§ **WHAT TO PRODUCE**
Every line of the material must be given again verbatim. Skip the images.
-- -- --
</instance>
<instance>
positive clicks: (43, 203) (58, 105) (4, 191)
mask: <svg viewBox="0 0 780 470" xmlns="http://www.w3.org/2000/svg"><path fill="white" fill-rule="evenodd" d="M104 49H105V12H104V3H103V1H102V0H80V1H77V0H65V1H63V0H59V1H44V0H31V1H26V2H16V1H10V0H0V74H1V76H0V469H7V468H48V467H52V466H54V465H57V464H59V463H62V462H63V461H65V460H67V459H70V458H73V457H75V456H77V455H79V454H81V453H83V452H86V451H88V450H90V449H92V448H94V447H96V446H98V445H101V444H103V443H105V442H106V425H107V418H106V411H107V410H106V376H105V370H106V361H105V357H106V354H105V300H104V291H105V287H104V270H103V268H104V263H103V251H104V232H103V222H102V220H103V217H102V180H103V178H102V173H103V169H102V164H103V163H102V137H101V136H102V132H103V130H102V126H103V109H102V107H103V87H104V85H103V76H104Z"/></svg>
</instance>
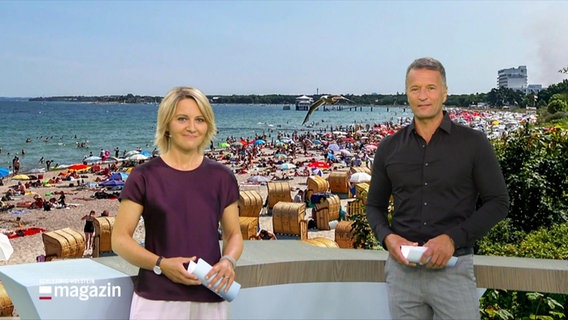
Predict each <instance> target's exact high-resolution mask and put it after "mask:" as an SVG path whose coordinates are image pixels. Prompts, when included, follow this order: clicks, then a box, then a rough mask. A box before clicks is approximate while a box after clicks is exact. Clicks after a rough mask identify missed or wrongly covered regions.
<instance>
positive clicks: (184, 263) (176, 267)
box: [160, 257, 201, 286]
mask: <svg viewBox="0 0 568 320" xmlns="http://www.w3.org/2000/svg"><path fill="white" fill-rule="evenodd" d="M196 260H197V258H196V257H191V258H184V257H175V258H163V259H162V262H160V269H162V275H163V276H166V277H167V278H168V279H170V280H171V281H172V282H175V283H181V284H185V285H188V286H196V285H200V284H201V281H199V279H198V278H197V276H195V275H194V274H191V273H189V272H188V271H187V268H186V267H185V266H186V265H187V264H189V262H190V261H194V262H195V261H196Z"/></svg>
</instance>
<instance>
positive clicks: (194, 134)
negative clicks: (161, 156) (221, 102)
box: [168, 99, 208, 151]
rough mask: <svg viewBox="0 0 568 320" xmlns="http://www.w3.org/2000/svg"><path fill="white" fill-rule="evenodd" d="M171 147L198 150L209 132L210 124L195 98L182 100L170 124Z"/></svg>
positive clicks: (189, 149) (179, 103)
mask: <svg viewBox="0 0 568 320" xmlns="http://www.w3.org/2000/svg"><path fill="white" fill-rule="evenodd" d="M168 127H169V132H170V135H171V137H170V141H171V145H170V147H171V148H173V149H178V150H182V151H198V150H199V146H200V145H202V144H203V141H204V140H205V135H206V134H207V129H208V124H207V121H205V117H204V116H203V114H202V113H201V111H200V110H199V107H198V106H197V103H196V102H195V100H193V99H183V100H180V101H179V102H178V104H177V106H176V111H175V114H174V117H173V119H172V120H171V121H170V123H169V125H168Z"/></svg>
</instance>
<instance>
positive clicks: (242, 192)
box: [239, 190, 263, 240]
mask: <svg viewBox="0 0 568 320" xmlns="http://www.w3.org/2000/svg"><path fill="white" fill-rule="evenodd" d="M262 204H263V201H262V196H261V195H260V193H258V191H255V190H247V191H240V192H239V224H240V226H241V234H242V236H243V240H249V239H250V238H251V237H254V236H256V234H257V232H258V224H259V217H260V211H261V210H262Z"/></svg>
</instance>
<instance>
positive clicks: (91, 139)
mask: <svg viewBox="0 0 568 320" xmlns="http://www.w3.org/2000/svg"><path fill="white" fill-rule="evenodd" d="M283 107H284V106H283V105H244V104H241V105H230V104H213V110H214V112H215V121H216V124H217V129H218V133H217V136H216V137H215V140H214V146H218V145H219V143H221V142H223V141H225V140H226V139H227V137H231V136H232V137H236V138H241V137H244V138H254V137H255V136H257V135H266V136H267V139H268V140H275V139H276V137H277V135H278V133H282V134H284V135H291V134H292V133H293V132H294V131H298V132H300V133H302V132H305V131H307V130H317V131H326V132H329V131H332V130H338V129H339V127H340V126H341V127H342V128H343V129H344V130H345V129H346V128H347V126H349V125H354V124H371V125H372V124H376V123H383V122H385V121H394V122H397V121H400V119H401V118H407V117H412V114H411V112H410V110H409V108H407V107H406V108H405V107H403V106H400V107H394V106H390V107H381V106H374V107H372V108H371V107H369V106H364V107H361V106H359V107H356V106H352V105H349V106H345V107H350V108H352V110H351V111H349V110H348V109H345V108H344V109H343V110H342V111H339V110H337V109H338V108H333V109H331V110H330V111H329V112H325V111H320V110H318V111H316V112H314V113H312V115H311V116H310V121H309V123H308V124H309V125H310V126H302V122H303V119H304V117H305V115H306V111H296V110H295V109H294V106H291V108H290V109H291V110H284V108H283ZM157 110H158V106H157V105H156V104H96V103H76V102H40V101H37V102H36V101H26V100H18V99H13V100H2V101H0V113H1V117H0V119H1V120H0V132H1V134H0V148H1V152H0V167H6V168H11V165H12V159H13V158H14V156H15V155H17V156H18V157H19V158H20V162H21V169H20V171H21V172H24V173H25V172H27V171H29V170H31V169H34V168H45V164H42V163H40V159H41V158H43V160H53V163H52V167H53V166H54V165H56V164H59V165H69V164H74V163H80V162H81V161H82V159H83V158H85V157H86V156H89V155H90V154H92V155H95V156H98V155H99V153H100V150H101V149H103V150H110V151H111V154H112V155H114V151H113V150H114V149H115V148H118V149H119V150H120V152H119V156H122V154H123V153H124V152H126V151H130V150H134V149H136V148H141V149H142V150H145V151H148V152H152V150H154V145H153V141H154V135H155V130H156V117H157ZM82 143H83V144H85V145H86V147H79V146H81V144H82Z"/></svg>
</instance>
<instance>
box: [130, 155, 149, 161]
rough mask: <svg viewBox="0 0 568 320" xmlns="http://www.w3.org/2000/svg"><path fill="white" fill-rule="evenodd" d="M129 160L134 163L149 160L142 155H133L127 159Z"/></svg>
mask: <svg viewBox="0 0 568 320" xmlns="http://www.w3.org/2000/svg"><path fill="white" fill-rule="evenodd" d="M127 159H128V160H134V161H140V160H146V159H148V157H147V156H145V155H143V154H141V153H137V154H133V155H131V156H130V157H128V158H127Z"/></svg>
-- -- --
§ **THE ANSWER**
</instance>
<instance>
positive clicks: (43, 203) (58, 105) (4, 191)
mask: <svg viewBox="0 0 780 470" xmlns="http://www.w3.org/2000/svg"><path fill="white" fill-rule="evenodd" d="M104 49H105V12H104V3H103V1H102V0H80V1H77V0H65V1H63V0H59V1H44V0H31V1H26V2H16V1H10V0H0V74H1V76H0V469H7V468H48V467H52V466H54V465H57V464H59V463H62V462H63V461H65V460H67V459H70V458H73V457H75V456H77V455H79V454H81V453H83V452H86V451H88V450H90V449H92V448H94V447H96V446H98V445H101V444H103V443H105V442H106V425H107V418H106V411H107V410H106V376H105V370H106V361H105V357H106V354H105V300H104V291H105V287H104V270H103V268H104V263H103V251H104V232H103V222H102V220H103V217H102V180H103V178H102V173H103V169H102V164H103V163H102V137H101V136H102V132H103V130H102V126H103V109H102V107H103V87H104V85H103V76H104Z"/></svg>
</instance>
Predict each <instance> target's exact high-resolution mask and put it after "mask:" as an SVG path whose coordinates are image pixels. Prompts, when included, follow this order: clicks, then a box, then a rough mask. A box before clicks is approximate while a box after clicks is exact. Clicks after a rough mask identify missed or wrongly covered regions.
<instance>
positive clicks: (184, 263) (176, 267)
box: [160, 257, 201, 286]
mask: <svg viewBox="0 0 568 320" xmlns="http://www.w3.org/2000/svg"><path fill="white" fill-rule="evenodd" d="M196 260H197V258H196V257H191V258H184V257H175V258H163V259H162V262H160V269H162V275H163V276H166V277H167V278H168V279H170V280H171V281H172V282H175V283H181V284H185V285H188V286H196V285H200V284H201V281H199V279H198V278H197V276H195V275H194V274H191V273H189V272H188V271H187V268H186V267H185V266H186V265H187V264H189V262H190V261H194V262H195V261H196Z"/></svg>
</instance>
<instance>
positive clicks: (194, 134)
negative clicks: (161, 156) (221, 102)
box: [168, 99, 208, 151]
rough mask: <svg viewBox="0 0 568 320" xmlns="http://www.w3.org/2000/svg"><path fill="white" fill-rule="evenodd" d="M171 147L198 150L209 132L210 124L195 98L182 100L170 124Z"/></svg>
positive clicks: (189, 149) (179, 103)
mask: <svg viewBox="0 0 568 320" xmlns="http://www.w3.org/2000/svg"><path fill="white" fill-rule="evenodd" d="M168 127H169V132H170V135H171V137H170V141H171V145H170V147H171V148H173V149H178V150H182V151H198V150H199V146H200V145H202V144H203V141H204V140H205V135H206V134H207V129H208V124H207V121H205V117H204V116H203V114H202V113H201V111H200V110H199V107H198V106H197V103H196V102H195V100H193V99H183V100H180V101H179V102H178V104H177V106H176V111H175V114H174V117H173V119H172V120H171V121H170V123H169V125H168Z"/></svg>
</instance>
<instance>
positive clicks: (242, 192)
box: [239, 190, 263, 240]
mask: <svg viewBox="0 0 568 320" xmlns="http://www.w3.org/2000/svg"><path fill="white" fill-rule="evenodd" d="M262 204H263V201H262V196H261V195H260V193H258V191H255V190H247V191H240V192H239V224H240V226H241V234H242V236H243V240H249V239H250V238H251V237H254V236H256V234H257V232H258V224H259V217H260V211H261V210H262Z"/></svg>
</instance>
<instance>
positive clicks: (91, 139)
mask: <svg viewBox="0 0 568 320" xmlns="http://www.w3.org/2000/svg"><path fill="white" fill-rule="evenodd" d="M283 107H284V106H283V105H244V104H241V105H230V104H213V110H214V112H215V121H216V124H217V129H218V133H217V136H216V137H215V140H214V146H218V145H219V143H221V142H223V141H225V140H226V139H227V137H231V136H232V137H236V138H241V137H244V138H254V137H255V136H257V135H266V136H267V139H268V140H275V139H276V137H277V135H278V133H282V134H284V135H291V134H292V133H293V132H294V131H298V132H300V133H302V132H305V131H307V130H317V131H326V132H329V131H332V130H338V129H339V127H340V126H341V127H342V128H343V129H344V130H345V129H346V128H347V126H349V125H354V124H371V125H372V124H376V123H383V122H385V121H394V122H397V121H400V119H401V118H407V117H412V114H411V112H410V110H409V108H407V107H406V108H405V107H403V106H400V107H394V106H390V107H381V106H374V107H372V108H371V107H369V106H364V107H361V106H359V107H356V106H352V105H349V106H345V107H350V108H352V110H351V111H349V110H348V109H345V108H344V109H343V110H342V111H339V110H337V109H338V108H333V109H331V110H330V111H329V112H325V111H320V110H318V111H316V112H314V113H312V115H311V116H310V121H309V123H308V124H309V125H310V126H302V122H303V119H304V117H305V115H306V111H296V110H295V109H294V106H291V108H290V109H291V110H284V108H283ZM157 110H158V106H157V105H156V104H96V103H76V102H40V101H37V102H36V101H26V100H18V99H13V100H2V101H0V113H1V117H0V119H1V120H0V132H1V134H0V148H1V152H0V167H6V168H11V165H12V159H13V158H14V156H15V155H17V156H18V157H19V158H20V162H21V169H20V171H21V172H24V173H25V172H27V171H29V170H31V169H34V168H45V164H42V163H40V159H41V158H43V160H53V163H52V167H53V166H54V165H56V164H59V165H69V164H74V163H80V162H81V161H82V159H83V158H85V157H86V156H89V155H90V154H92V155H95V156H98V155H99V153H100V150H101V149H103V150H110V151H111V154H112V155H114V151H113V150H114V149H115V148H118V149H119V150H120V152H119V156H122V154H123V153H124V152H126V151H130V150H134V149H136V148H141V149H142V150H145V151H148V152H152V150H154V145H153V141H154V135H155V130H156V117H157ZM82 143H83V144H85V145H86V147H79V146H81V144H82Z"/></svg>
</instance>
<instance>
box: [130, 155, 149, 161]
rough mask: <svg viewBox="0 0 568 320" xmlns="http://www.w3.org/2000/svg"><path fill="white" fill-rule="evenodd" d="M129 160L134 163L149 160L142 155H133L127 159Z"/></svg>
mask: <svg viewBox="0 0 568 320" xmlns="http://www.w3.org/2000/svg"><path fill="white" fill-rule="evenodd" d="M127 159H128V160H134V161H140V160H146V159H148V157H147V156H145V155H143V154H141V153H137V154H133V155H131V156H130V157H128V158H127Z"/></svg>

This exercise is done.